**Document segment**
★ ★ ★ ★ ★

It is undisputed that, during the ten days between arrest and indictment, Brown gave sound advice to Beathard (do not talk to the law enforcement authorities, but if you choose to make a statement, tell the truth) which Beathard ignored. It is also undisputed that Beathard told conflicting stories to Brown, to the police and to the grand jury during this time period. Given the specific circumstances of Brown's representation, including Beathard's refusal to follow his counsel's advise, his lying, the short window of time Brown remained involved in Beathard's representation and the pre-indictment stage of the proceedings, we do not find that Beathard has demonstrated any plausible alternative defense strategy or tactics that might have been pursued, but were not, due to Brown's conflict of interest. We therefore do not find it necessary to remand this case to district court for further evidentiary development.

3. Guilt by association with Brown

(Point of error 2)

Beathard, in his second point of error, contends he is entitled to habeas corpus relief even without an evidentiary hearing because Brown's conflict of interest left the jury with the impression that Beathard was guilty simply because of his association with Brown. Evidence admitted during Beathard's trial established that Beathard was involved as a witness in the civil case Brown had filed for Hathorn, that Hathorn believed Brown was "crooked" and "money hungry," and that Beathard met with Brown during the early stages of the capital murder prosecution.

It is well established that the government may not attempt to prove a defendant's guilt by showing that he associates with "unsavory characters." See United States v. Singleterry, 646 F.2d 1014, 1018 (5th Cir. Unit A June 1981)(finding plain error where the prosecutor asked the defendant whether he associated with felons). Guilt-by-association evidence is excludable because it lacks relevance or is unduly prejudicial. See United States v. Polasek, 162 F.3d 878, 884 n. 2 (5th Cir.1998). Normally, rulings concerning the admissibility of evidence are entrusted to the discretion of the trial court, see id. at 883, and such errors do not rise to the level of constitutional violations.

★ ★ ★ ★ ★

Saved data entries:
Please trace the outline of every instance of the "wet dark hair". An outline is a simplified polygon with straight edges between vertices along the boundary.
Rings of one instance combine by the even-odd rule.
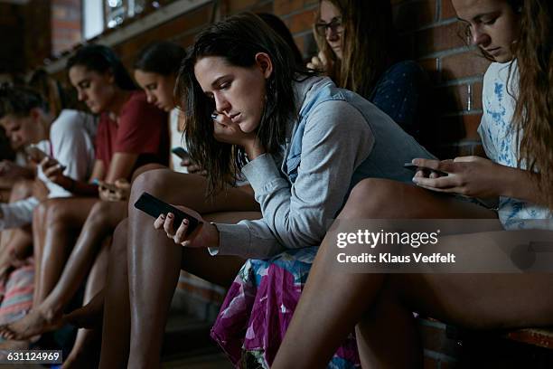
[[[286,43],[258,16],[244,13],[209,25],[197,35],[179,71],[175,91],[186,111],[186,142],[192,159],[207,170],[210,194],[233,184],[247,157],[242,147],[215,140],[211,118],[215,103],[203,93],[194,66],[201,59],[214,56],[230,65],[251,68],[258,52],[269,56],[273,72],[266,82],[266,103],[257,135],[267,153],[276,153],[285,143],[288,121],[297,118],[293,82],[314,72],[296,62]]]
[[[303,63],[304,58],[302,57],[302,52],[297,48],[295,42],[294,41],[294,37],[292,37],[292,33],[286,24],[275,14],[271,14],[270,13],[257,13],[257,15],[263,19],[273,31],[276,33],[282,39],[290,46],[292,52],[294,53],[294,59],[295,59],[295,62]]]
[[[176,74],[186,50],[167,41],[150,43],[138,53],[135,65],[136,70],[159,73],[164,76]]]
[[[137,90],[119,58],[108,46],[90,44],[81,47],[67,61],[66,70],[69,71],[76,65],[99,73],[111,71],[116,84],[121,90]]]
[[[48,111],[46,103],[36,91],[8,84],[0,86],[0,118],[8,115],[28,117],[35,108]]]
[[[524,5],[524,0],[505,0],[507,2],[507,4],[509,4],[511,5],[511,7],[512,8],[512,10],[514,11],[515,14],[520,14],[522,13],[522,5]],[[463,28],[461,29],[461,31],[458,33],[459,37],[461,37],[463,39],[463,42],[467,45],[467,46],[471,46],[472,45],[472,41],[471,39],[473,38],[473,33],[471,32],[471,27],[468,24],[464,24]],[[490,62],[495,62],[495,58],[493,58],[492,55],[488,54],[484,50],[483,50],[482,48],[478,48],[478,52],[480,52],[480,55],[483,56],[483,58],[489,60]],[[514,50],[513,50],[514,52]]]

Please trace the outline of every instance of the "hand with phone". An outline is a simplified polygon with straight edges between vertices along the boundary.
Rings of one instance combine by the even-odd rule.
[[[155,218],[154,228],[163,230],[174,243],[186,247],[219,246],[219,231],[199,213],[184,206],[173,206],[144,193],[135,207]]]
[[[413,177],[413,182],[420,187],[482,198],[502,194],[500,188],[501,178],[505,170],[509,170],[480,156],[460,156],[441,161],[417,158],[412,164],[426,168],[418,170]]]
[[[324,53],[319,52],[316,56],[311,58],[311,62],[307,63],[307,68],[324,72],[330,69],[330,65]]]
[[[244,147],[246,155],[249,160],[253,160],[258,156],[265,153],[265,147],[259,142],[258,134],[255,130],[251,132],[244,132],[240,128],[239,122],[240,114],[230,118],[228,113],[220,114],[217,111],[211,114],[213,119],[213,137],[220,142],[225,142],[230,145],[238,145]]]

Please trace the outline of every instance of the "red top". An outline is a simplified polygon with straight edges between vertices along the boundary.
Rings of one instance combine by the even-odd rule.
[[[123,105],[119,124],[102,113],[96,135],[96,158],[106,173],[115,153],[138,154],[135,169],[148,163],[168,164],[167,113],[149,104],[144,91],[133,91]]]

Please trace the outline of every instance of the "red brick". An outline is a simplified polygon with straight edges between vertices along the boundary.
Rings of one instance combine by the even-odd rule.
[[[296,12],[307,6],[313,6],[318,0],[275,0],[273,1],[273,12],[276,15],[286,15]]]
[[[442,78],[444,80],[464,77],[483,76],[490,61],[477,51],[471,51],[442,58]]]
[[[444,142],[479,140],[477,129],[482,114],[444,117],[440,119],[440,139]]]
[[[455,113],[468,107],[468,85],[441,87],[436,90],[439,112]]]
[[[451,0],[439,0],[442,2],[442,13],[440,14],[440,19],[445,20],[450,18],[456,18],[457,14],[455,8],[453,7]]]
[[[60,19],[54,19],[52,22],[52,30],[56,29],[56,28],[62,28],[62,29],[66,29],[66,30],[77,30],[77,31],[80,31],[80,22],[68,22],[68,21],[62,21]]]
[[[313,10],[307,10],[294,14],[286,19],[286,24],[292,33],[297,33],[299,32],[310,31],[313,27],[314,21],[314,12]]]
[[[466,43],[461,36],[462,29],[462,25],[455,22],[416,33],[416,56],[420,58],[430,52],[465,46]]]
[[[394,24],[398,31],[432,24],[436,19],[436,0],[417,0],[393,7]]]
[[[230,14],[244,12],[256,5],[258,0],[228,0],[227,5]]]

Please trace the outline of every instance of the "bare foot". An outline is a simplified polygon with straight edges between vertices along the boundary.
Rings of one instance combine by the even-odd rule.
[[[0,326],[0,336],[9,340],[25,340],[61,326],[61,316],[48,318],[39,310],[31,310],[21,319]]]
[[[92,299],[84,307],[79,308],[63,316],[63,323],[79,328],[98,328],[102,326],[104,301]]]
[[[28,350],[31,345],[31,342],[23,340],[23,341],[15,341],[15,340],[7,340],[4,342],[0,342],[0,351],[14,351],[14,350]]]
[[[61,369],[98,368],[99,364],[99,352],[94,355],[88,352],[88,350],[86,351],[87,352],[80,352],[78,354],[74,354],[71,351],[70,355],[63,362]]]

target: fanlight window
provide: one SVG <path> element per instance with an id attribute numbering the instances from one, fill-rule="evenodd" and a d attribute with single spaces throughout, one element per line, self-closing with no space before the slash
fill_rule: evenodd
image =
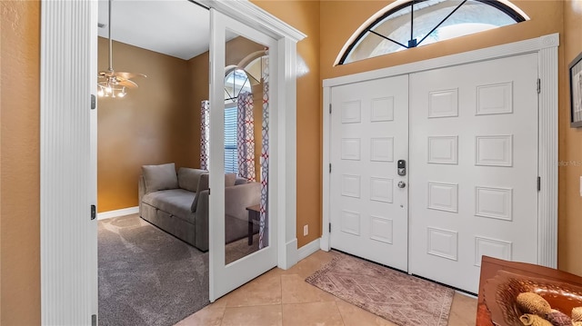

★ ★ ★ ★ ★

**Things to do**
**1.** In the court opinion about Beathard, what advice did Brown give Beathard during the ten days between arrest and indictment?
**2.** Decide whether each statement agrees with the court opinion about Beathard: (a) Beathard followed Brown's advice. (b) Hathorn believed Brown was crooked. (c) The court sent the case back to district court for further evidentiary development.
**3.** Continue the court opinion about Beathard from the point where it stops.
The records were drawn from a separate source.

**Exercise responses**
**1.** Brown advised Beathard not to talk to the law enforcement authorities, but to tell the truth if he chose to make a statement.

**2.**
(a) No: "which Beathard ignored."
(b) Yes: 'Hathorn believed Brown was "crooked" and "money hungry,"'
(c) No: "We therefore do not find it necessary to remand this case to district court for further evidentiary development."

**3.**
Beathard does not attempt to argue that the evidence was inadmissible due to relevance or undue prejudice, but rather that he received ineffective assistance because the evidence raises the specter of guilt simply by his association with Brown. Beathard cites no authority, and we are aware of none, for the proposition that when the allegedly unsavory person with whom one associated is one's lawyer, that lawyer's assistance is per se constitutionally ineffective.2 This contention is without merit.B. Prosecutor's Use of Co-indictee's False Testimony

1. Which man entered the trailer?

(Point of Error 3)

Beathard urges this court to reverse the summary judgment for the state and remand for a federal evidentiary hearing on his claim that the prosecutor knowingly failed to correct Hathorn's false testimony at Beathard's trial. In his third point of error, Beathard alleges that his Fourteenth Amendment right to due process of law was violated when Hathorn testified that Beathard was the "inside man" during the murders and prosecutor Price not only failed to challenge him, but also argued this version of the facts to the jury in closing argument in spite of Price's personal belief that Beathard was the "outside man."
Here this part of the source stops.